Problem details:
Pull out every line in the data that has the string "shaped" in it.

+++ Data supplied +++

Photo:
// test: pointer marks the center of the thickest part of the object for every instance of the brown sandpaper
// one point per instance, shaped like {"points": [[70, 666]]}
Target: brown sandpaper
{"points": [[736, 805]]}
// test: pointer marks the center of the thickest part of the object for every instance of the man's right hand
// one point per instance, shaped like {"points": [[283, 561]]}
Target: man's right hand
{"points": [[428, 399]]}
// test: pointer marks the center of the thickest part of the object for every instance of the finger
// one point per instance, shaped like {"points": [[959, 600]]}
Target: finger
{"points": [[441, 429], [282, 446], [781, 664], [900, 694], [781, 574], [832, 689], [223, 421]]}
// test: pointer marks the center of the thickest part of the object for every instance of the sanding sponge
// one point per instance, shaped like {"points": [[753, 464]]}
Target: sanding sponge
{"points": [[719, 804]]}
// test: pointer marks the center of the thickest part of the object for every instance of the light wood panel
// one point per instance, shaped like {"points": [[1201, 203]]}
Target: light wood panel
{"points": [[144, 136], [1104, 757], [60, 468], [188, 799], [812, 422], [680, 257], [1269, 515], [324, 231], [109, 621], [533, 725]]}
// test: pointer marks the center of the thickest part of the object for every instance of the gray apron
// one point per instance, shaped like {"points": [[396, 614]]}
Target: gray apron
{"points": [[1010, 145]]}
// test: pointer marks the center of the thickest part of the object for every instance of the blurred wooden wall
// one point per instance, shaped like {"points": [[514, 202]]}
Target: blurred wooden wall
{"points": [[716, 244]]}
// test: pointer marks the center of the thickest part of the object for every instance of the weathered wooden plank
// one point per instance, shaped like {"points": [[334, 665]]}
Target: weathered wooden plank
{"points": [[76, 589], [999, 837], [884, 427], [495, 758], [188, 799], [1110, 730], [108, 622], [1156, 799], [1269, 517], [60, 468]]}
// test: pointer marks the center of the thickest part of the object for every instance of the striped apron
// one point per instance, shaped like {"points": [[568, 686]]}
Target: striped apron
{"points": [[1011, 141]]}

+++

Response:
// one point per instance, shaped like {"points": [[70, 666]]}
// one point per instance, shaped like {"points": [[283, 561]]}
// one point per instance, shaped like {"points": [[959, 600]]}
// one point per instance, shaped like {"points": [[753, 464]]}
// one point per instance, shaped like {"points": [[1201, 203]]}
// one point per instance, shaped like {"points": [[396, 614]]}
// one point per instance, shaped like {"points": [[514, 202]]}
// one point per instance, shaped like {"points": [[334, 665]]}
// one point per instance, shaped like {"points": [[568, 686]]}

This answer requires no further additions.